• Problem requirements: Beginning at the line containing "Find the warfare" and continuing to the end of the records below, give each line again exactly as it stands, and only those lines.

* start Task inputs *

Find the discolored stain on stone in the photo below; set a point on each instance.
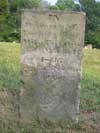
(51, 55)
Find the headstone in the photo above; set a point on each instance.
(51, 56)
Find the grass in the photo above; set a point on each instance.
(9, 66)
(90, 84)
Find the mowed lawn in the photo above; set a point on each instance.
(90, 84)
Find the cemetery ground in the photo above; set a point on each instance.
(90, 85)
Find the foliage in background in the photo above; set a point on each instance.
(92, 9)
(10, 12)
(90, 89)
(3, 14)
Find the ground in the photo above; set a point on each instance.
(90, 85)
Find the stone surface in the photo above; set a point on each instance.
(51, 55)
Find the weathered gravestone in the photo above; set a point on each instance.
(51, 55)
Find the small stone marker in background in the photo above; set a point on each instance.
(51, 56)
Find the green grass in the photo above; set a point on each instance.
(9, 66)
(90, 85)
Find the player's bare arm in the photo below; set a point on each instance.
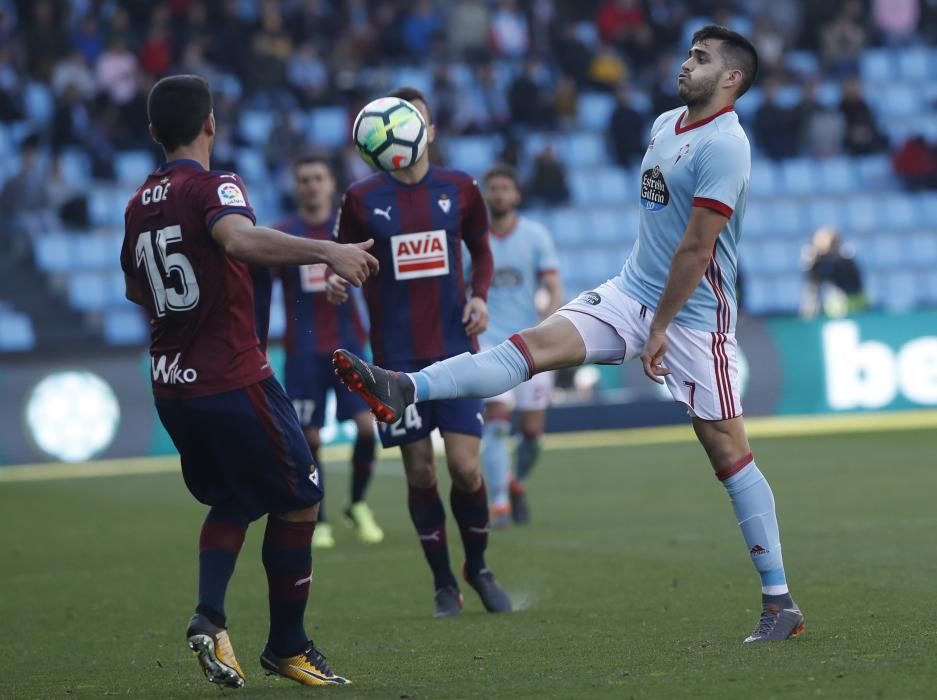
(258, 245)
(686, 270)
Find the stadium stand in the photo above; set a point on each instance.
(893, 234)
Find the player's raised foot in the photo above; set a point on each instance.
(323, 537)
(520, 510)
(212, 648)
(449, 601)
(362, 519)
(489, 590)
(500, 516)
(386, 393)
(777, 623)
(306, 668)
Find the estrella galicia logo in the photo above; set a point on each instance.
(654, 193)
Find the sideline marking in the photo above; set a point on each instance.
(769, 427)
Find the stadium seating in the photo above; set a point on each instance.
(893, 233)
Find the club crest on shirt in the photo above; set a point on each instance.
(654, 193)
(230, 195)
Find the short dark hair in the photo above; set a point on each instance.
(177, 107)
(502, 170)
(312, 159)
(410, 94)
(737, 52)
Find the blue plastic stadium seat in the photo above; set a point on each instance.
(897, 100)
(256, 126)
(877, 65)
(804, 63)
(329, 126)
(569, 227)
(106, 205)
(76, 168)
(52, 252)
(902, 291)
(95, 250)
(889, 250)
(901, 211)
(916, 63)
(863, 213)
(762, 180)
(89, 291)
(474, 154)
(595, 110)
(16, 332)
(875, 172)
(921, 248)
(799, 176)
(583, 149)
(251, 164)
(125, 326)
(838, 175)
(132, 167)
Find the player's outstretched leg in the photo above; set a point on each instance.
(496, 463)
(287, 559)
(362, 465)
(219, 544)
(487, 373)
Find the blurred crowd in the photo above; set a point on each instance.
(100, 57)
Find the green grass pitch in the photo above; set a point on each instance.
(633, 582)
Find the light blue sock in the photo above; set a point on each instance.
(753, 503)
(479, 376)
(496, 460)
(528, 450)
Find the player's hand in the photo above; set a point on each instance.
(353, 262)
(653, 354)
(336, 291)
(475, 316)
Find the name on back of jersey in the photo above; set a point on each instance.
(417, 255)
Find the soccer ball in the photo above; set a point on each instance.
(390, 133)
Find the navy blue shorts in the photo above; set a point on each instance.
(308, 378)
(243, 447)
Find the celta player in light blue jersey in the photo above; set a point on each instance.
(525, 261)
(672, 305)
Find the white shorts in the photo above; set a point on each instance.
(533, 395)
(703, 365)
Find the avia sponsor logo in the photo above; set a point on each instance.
(312, 277)
(417, 255)
(869, 374)
(654, 193)
(165, 372)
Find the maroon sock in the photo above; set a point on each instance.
(429, 519)
(471, 512)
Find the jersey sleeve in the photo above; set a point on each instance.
(223, 194)
(475, 235)
(547, 259)
(349, 224)
(723, 165)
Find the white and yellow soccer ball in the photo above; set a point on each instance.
(390, 133)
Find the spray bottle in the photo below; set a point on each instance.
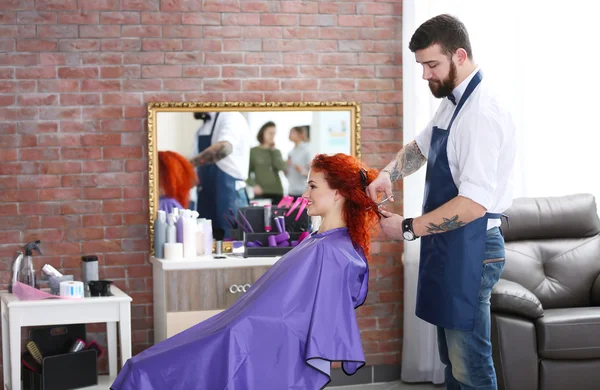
(27, 273)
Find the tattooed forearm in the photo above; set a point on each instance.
(213, 154)
(446, 226)
(407, 161)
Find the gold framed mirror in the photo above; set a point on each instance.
(286, 128)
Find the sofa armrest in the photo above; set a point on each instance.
(514, 351)
(512, 298)
(596, 292)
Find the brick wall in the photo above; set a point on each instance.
(75, 76)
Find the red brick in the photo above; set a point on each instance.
(79, 45)
(121, 44)
(100, 85)
(142, 85)
(203, 45)
(79, 99)
(57, 31)
(84, 234)
(262, 32)
(222, 85)
(34, 17)
(222, 32)
(337, 8)
(100, 139)
(176, 32)
(59, 194)
(141, 31)
(204, 18)
(10, 59)
(36, 154)
(121, 125)
(160, 18)
(102, 166)
(36, 45)
(54, 113)
(260, 6)
(183, 84)
(102, 193)
(42, 72)
(53, 5)
(79, 17)
(143, 58)
(120, 18)
(240, 19)
(210, 71)
(59, 167)
(278, 20)
(81, 153)
(81, 207)
(101, 246)
(99, 5)
(318, 20)
(102, 220)
(122, 152)
(218, 5)
(355, 20)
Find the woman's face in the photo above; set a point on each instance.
(269, 135)
(321, 198)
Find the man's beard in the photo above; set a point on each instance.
(443, 88)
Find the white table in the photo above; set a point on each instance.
(17, 314)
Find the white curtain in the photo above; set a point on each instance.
(541, 57)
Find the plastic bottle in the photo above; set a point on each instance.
(160, 234)
(208, 237)
(171, 230)
(199, 237)
(189, 235)
(27, 274)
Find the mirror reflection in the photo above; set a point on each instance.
(217, 160)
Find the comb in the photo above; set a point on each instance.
(35, 352)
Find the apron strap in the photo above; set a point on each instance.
(470, 88)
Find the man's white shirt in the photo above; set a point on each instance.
(481, 147)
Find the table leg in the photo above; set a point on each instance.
(5, 347)
(111, 339)
(14, 335)
(125, 332)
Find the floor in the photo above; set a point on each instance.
(391, 386)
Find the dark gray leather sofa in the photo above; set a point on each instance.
(546, 306)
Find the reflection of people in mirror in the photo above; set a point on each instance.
(287, 328)
(265, 163)
(298, 163)
(176, 176)
(222, 147)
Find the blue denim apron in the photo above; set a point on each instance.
(451, 263)
(216, 192)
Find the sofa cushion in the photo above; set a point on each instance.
(511, 297)
(569, 333)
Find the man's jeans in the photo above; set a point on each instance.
(468, 354)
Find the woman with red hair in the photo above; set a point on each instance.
(176, 177)
(285, 331)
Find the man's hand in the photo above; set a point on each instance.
(382, 183)
(392, 225)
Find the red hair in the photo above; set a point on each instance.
(176, 176)
(343, 173)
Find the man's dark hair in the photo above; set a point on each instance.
(261, 133)
(445, 30)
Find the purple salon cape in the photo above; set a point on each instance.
(283, 333)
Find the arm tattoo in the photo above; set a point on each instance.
(446, 226)
(408, 161)
(213, 154)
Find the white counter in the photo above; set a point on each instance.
(231, 261)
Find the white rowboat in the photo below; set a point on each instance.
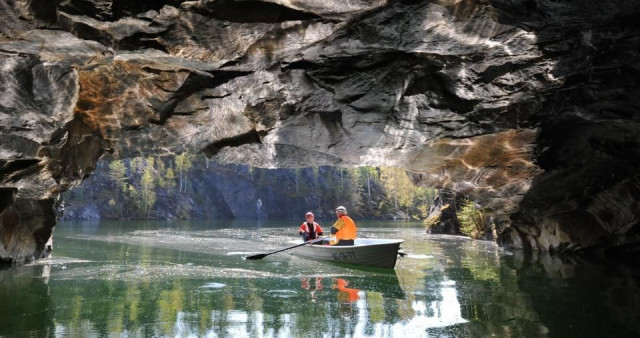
(366, 251)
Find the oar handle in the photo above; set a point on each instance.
(260, 256)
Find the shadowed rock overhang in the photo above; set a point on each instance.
(531, 107)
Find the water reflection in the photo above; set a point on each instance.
(174, 284)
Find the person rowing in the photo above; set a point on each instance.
(344, 230)
(310, 230)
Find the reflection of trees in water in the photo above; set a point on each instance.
(247, 306)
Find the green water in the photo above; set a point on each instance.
(189, 279)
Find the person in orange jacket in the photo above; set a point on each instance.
(344, 229)
(345, 294)
(310, 230)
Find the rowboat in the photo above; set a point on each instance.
(366, 251)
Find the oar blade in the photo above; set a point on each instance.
(258, 256)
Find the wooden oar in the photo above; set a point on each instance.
(261, 256)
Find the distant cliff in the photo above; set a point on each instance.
(210, 190)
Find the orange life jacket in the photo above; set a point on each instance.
(346, 228)
(305, 228)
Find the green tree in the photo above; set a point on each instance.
(147, 188)
(170, 178)
(398, 186)
(183, 164)
(117, 172)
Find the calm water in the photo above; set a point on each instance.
(173, 279)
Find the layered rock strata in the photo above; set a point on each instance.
(530, 107)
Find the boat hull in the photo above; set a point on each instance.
(381, 253)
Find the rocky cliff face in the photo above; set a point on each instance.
(529, 106)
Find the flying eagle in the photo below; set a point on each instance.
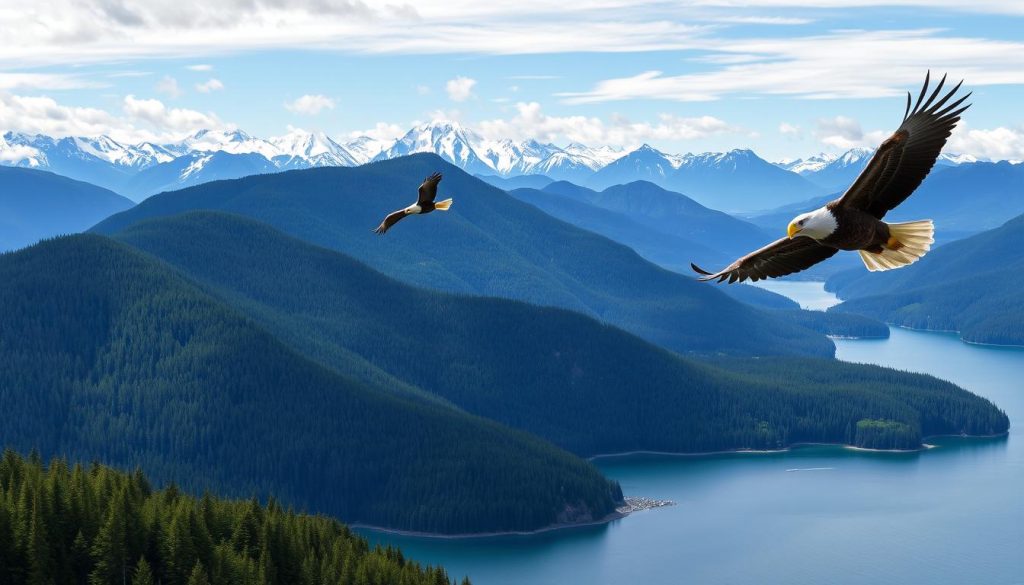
(854, 220)
(425, 204)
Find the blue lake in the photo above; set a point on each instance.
(953, 514)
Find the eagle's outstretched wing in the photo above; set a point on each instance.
(428, 191)
(390, 220)
(905, 158)
(781, 257)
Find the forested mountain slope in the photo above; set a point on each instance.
(109, 353)
(491, 244)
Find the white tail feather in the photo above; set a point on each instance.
(914, 238)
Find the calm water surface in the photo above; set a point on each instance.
(953, 514)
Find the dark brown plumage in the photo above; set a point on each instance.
(896, 169)
(424, 204)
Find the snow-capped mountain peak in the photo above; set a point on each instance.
(809, 165)
(311, 149)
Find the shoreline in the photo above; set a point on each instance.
(615, 515)
(924, 447)
(460, 536)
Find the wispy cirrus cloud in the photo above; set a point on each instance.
(44, 81)
(169, 86)
(840, 65)
(310, 105)
(138, 120)
(209, 85)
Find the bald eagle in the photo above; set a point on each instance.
(854, 220)
(424, 204)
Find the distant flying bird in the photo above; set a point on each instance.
(425, 204)
(854, 220)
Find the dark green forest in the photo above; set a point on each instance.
(972, 286)
(554, 373)
(108, 353)
(494, 245)
(96, 526)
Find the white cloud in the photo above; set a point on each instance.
(209, 85)
(141, 119)
(43, 81)
(790, 130)
(383, 131)
(843, 64)
(158, 115)
(460, 88)
(310, 105)
(169, 86)
(13, 153)
(530, 122)
(844, 133)
(996, 143)
(44, 116)
(70, 32)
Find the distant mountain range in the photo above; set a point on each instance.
(492, 244)
(39, 204)
(836, 172)
(737, 180)
(962, 199)
(972, 286)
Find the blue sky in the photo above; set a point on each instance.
(783, 77)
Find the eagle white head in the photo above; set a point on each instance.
(818, 224)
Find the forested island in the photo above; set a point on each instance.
(70, 524)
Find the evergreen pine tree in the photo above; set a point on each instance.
(142, 574)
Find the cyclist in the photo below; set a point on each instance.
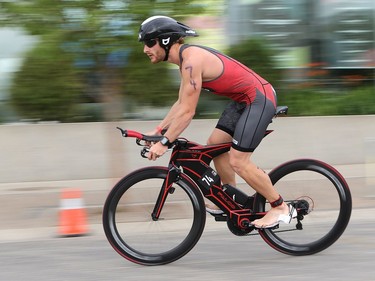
(243, 122)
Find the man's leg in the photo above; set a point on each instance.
(260, 181)
(221, 162)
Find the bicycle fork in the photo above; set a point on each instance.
(165, 189)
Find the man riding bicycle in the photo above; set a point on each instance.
(243, 122)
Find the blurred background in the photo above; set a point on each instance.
(79, 60)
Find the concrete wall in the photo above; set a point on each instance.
(54, 152)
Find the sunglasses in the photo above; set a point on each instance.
(150, 43)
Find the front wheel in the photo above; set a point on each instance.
(323, 200)
(135, 233)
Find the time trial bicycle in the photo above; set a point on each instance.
(155, 215)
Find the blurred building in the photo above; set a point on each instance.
(335, 34)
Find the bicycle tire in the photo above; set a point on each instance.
(332, 205)
(132, 232)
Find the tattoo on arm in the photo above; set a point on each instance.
(192, 82)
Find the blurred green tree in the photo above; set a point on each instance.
(98, 38)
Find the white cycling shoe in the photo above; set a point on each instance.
(282, 218)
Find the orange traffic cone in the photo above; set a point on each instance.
(72, 215)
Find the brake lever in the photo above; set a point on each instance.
(144, 151)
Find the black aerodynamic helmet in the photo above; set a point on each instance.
(166, 29)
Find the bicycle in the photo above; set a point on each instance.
(156, 215)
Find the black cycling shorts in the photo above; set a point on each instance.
(247, 124)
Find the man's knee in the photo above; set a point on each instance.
(239, 161)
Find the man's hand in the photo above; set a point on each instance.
(157, 150)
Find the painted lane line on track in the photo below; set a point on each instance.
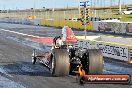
(21, 33)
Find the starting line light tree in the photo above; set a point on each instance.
(85, 15)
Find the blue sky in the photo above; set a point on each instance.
(26, 4)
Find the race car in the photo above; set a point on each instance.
(64, 58)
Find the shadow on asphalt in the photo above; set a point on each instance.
(26, 68)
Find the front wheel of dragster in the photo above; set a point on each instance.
(95, 61)
(60, 62)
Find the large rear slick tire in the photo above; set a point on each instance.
(60, 62)
(95, 61)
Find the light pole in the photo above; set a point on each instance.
(119, 6)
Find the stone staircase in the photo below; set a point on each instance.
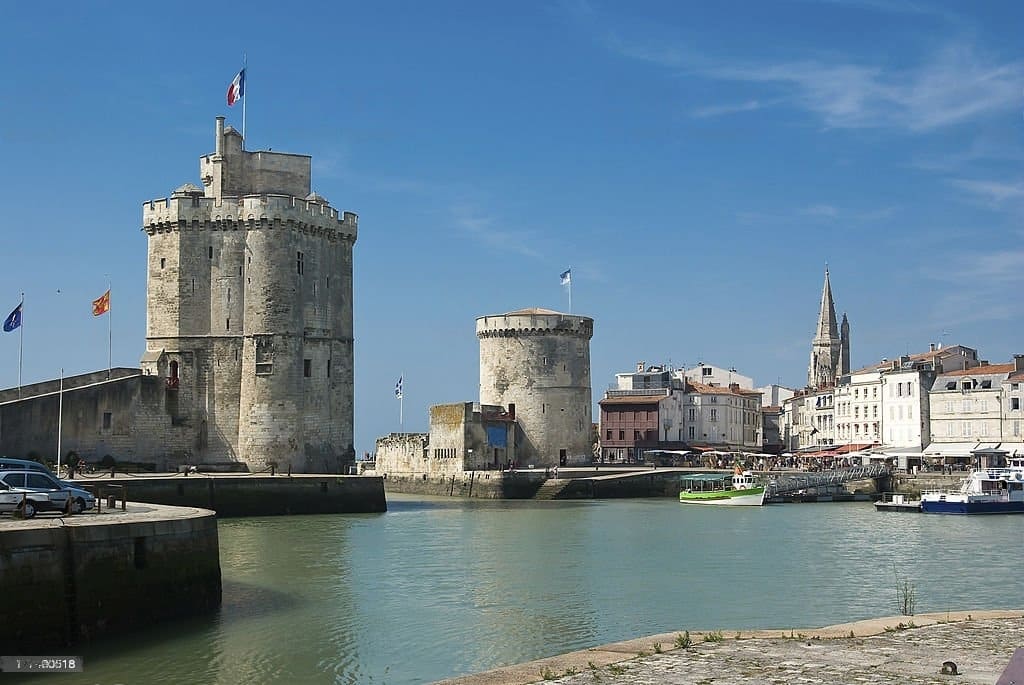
(551, 488)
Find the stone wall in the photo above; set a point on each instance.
(141, 425)
(479, 484)
(68, 584)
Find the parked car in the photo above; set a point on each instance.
(24, 502)
(58, 495)
(83, 498)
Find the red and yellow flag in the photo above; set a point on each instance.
(101, 305)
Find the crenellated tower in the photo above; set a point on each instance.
(249, 311)
(539, 360)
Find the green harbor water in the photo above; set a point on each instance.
(437, 587)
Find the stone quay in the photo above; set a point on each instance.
(963, 647)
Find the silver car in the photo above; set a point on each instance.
(57, 494)
(84, 500)
(20, 501)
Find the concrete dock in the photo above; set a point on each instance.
(71, 579)
(248, 494)
(910, 650)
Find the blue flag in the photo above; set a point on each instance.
(13, 319)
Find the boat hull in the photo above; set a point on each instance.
(753, 497)
(947, 507)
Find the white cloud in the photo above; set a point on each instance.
(825, 211)
(954, 85)
(485, 229)
(720, 110)
(992, 193)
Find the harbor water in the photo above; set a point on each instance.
(436, 588)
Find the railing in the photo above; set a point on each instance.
(793, 483)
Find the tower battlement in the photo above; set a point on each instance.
(183, 211)
(535, 323)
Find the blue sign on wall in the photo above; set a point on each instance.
(497, 436)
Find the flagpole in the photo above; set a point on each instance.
(570, 289)
(20, 345)
(110, 331)
(245, 96)
(59, 418)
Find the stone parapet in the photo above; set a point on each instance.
(247, 213)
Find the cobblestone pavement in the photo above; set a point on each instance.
(908, 650)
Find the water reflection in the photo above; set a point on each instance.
(435, 588)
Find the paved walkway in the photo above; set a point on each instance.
(909, 650)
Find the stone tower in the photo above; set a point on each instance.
(249, 310)
(829, 354)
(539, 360)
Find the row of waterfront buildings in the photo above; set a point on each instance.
(940, 405)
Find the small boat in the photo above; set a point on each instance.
(897, 502)
(991, 490)
(716, 488)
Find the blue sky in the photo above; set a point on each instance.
(695, 164)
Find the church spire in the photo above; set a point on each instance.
(827, 328)
(826, 348)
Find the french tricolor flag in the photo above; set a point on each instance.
(237, 90)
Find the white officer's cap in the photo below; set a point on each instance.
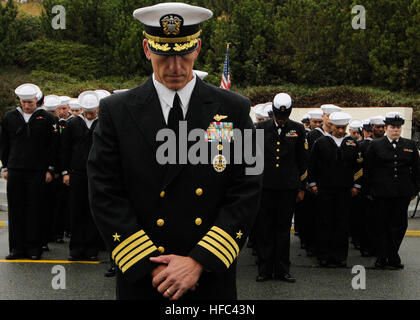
(201, 74)
(330, 108)
(377, 121)
(340, 118)
(27, 91)
(52, 102)
(172, 27)
(102, 93)
(316, 114)
(394, 118)
(89, 100)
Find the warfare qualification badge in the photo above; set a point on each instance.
(219, 163)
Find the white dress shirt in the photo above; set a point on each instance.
(167, 96)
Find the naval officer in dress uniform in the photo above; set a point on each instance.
(285, 175)
(173, 230)
(27, 147)
(334, 175)
(393, 179)
(75, 145)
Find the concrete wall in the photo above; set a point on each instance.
(361, 114)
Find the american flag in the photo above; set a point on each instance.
(225, 75)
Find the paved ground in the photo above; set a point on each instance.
(86, 281)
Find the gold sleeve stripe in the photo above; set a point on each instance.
(222, 240)
(227, 237)
(126, 242)
(135, 252)
(219, 247)
(138, 258)
(215, 252)
(358, 174)
(130, 247)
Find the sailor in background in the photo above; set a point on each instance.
(284, 182)
(27, 148)
(357, 218)
(334, 174)
(75, 146)
(305, 122)
(393, 179)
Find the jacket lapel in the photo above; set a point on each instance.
(201, 112)
(144, 107)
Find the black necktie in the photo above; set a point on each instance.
(175, 114)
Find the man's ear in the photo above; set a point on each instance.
(197, 51)
(146, 49)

* end Task inputs *

• Correct result:
Find the warfare qualification badge in the photo above; set a point on each instance.
(219, 163)
Find the white dress shirt in the photo above; set a point on each instance.
(167, 96)
Find the naval officer in dress uniform in the photo above; set a point on each instance.
(285, 175)
(173, 230)
(27, 147)
(334, 175)
(393, 179)
(75, 145)
Find the concrete wall in the photo above; set a point on each instance.
(361, 114)
Find the american flag in the photo above; set a point on each instance.
(225, 75)
Find the paved ground in the photo above; set a point on each instance.
(86, 281)
Find the gold sleeve stripe in the photo above; set a point on each instance.
(222, 240)
(227, 237)
(126, 242)
(135, 252)
(219, 247)
(138, 258)
(215, 252)
(358, 174)
(130, 247)
Find the sailor in background in the photo above; set a point on each instance.
(284, 182)
(27, 148)
(357, 218)
(334, 174)
(75, 146)
(305, 122)
(393, 179)
Find the jacket lapel in the photo above; set a point on each instance.
(201, 112)
(144, 107)
Find the black necktie in the photo above; set a point on each instance.
(175, 114)
Find the man's ear in the photo above; set a point on each instance.
(197, 51)
(146, 49)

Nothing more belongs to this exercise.